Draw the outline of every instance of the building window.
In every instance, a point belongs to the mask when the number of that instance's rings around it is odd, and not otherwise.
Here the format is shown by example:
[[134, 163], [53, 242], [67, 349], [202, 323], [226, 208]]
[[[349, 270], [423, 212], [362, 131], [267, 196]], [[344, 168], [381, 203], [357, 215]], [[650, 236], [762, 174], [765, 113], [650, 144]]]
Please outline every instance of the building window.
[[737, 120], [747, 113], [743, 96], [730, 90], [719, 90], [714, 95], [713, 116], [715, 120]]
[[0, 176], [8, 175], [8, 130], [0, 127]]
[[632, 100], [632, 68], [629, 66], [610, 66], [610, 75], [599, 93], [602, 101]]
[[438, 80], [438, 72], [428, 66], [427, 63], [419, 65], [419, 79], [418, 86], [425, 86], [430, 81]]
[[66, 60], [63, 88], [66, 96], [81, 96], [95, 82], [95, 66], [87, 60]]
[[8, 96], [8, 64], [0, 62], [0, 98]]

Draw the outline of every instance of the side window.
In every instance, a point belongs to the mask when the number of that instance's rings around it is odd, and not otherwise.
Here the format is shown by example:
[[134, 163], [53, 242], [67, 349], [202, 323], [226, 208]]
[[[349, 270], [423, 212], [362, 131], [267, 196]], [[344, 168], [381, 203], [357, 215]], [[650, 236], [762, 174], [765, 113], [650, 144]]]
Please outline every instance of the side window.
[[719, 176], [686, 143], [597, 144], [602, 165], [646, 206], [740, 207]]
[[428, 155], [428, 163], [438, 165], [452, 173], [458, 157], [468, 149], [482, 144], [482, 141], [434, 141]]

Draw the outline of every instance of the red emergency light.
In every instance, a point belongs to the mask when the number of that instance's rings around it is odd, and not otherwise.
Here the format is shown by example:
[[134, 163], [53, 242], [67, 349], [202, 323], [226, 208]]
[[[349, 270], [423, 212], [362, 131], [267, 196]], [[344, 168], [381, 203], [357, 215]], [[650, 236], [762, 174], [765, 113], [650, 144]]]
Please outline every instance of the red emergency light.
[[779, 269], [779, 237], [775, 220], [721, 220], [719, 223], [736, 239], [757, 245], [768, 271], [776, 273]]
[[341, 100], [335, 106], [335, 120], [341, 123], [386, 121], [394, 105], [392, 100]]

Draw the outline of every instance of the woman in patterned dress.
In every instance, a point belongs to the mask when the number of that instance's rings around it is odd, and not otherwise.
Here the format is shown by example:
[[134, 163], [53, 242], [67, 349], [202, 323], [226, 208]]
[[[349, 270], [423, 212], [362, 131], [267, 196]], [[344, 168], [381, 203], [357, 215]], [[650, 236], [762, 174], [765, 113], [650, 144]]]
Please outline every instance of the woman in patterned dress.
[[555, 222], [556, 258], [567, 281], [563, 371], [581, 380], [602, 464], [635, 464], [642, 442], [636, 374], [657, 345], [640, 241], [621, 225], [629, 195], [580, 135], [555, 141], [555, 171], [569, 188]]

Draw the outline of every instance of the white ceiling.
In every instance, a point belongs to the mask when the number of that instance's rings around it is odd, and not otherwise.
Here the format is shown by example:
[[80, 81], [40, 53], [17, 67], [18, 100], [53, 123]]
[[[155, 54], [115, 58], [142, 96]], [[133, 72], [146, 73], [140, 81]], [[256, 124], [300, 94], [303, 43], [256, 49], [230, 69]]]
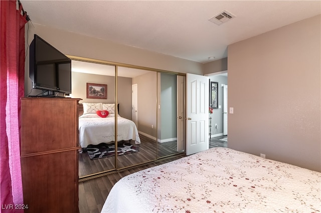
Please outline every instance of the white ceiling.
[[[110, 65], [73, 60], [71, 69], [72, 72], [77, 72], [115, 76], [115, 66]], [[149, 71], [122, 66], [118, 66], [117, 70], [117, 76], [130, 78], [143, 74], [148, 72]]]
[[[320, 0], [27, 0], [32, 22], [206, 63], [227, 46], [320, 14]], [[224, 10], [236, 17], [209, 19]]]

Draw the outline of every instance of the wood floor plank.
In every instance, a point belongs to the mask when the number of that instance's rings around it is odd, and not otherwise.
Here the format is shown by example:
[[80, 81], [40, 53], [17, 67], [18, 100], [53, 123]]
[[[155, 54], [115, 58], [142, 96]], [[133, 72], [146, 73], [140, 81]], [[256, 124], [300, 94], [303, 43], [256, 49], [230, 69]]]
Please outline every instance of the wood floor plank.
[[[227, 142], [220, 140], [225, 137], [227, 136], [221, 136], [211, 138], [209, 143], [210, 148], [227, 147]], [[184, 155], [175, 156], [171, 158], [165, 158], [161, 161], [152, 162], [147, 164], [79, 182], [79, 213], [99, 213], [111, 188], [122, 178], [135, 172], [170, 162], [183, 156], [184, 156]]]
^^^^
■ Instruction:
Copy the listing again word for word, from the line with "Draw the outline of every instance of the side" up to and including the line with "105], [392, 100]]".

■ Response:
Draw the outline of every instance of the side window.
In every instance, a point belongs to the mask when the number of that instance's rings around it is odd, and not otherwise.
Here the format is shown by example:
[[134, 163], [53, 242], [67, 349], [202, 323], [226, 208]]
[[[349, 270], [423, 212], [362, 131], [267, 196]], [[344, 168], [381, 203], [357, 215]], [[650, 236], [762, 174], [765, 113], [650, 144]]]
Please outline every instance of the side window.
[[719, 176], [686, 143], [597, 144], [602, 165], [646, 206], [740, 207]]
[[428, 155], [428, 163], [438, 165], [452, 173], [458, 157], [468, 149], [482, 144], [482, 141], [434, 141]]

Draw the outline of every instance of the red emergency light.
In every instance, a point belongs to the mask when the number of that instance's rings around it is odd, and not otherwise.
Here the format is shown by example:
[[134, 163], [53, 242], [67, 349], [202, 323], [226, 208]]
[[[349, 270], [423, 212], [362, 131], [267, 196]], [[344, 168], [381, 203], [357, 215]], [[650, 236], [762, 174], [765, 113], [650, 144]]]
Please outline every instance of the red emergency light.
[[779, 269], [779, 237], [775, 220], [721, 220], [719, 223], [736, 239], [757, 245], [768, 271], [776, 273]]
[[341, 100], [335, 106], [335, 120], [341, 123], [386, 121], [394, 105], [392, 100]]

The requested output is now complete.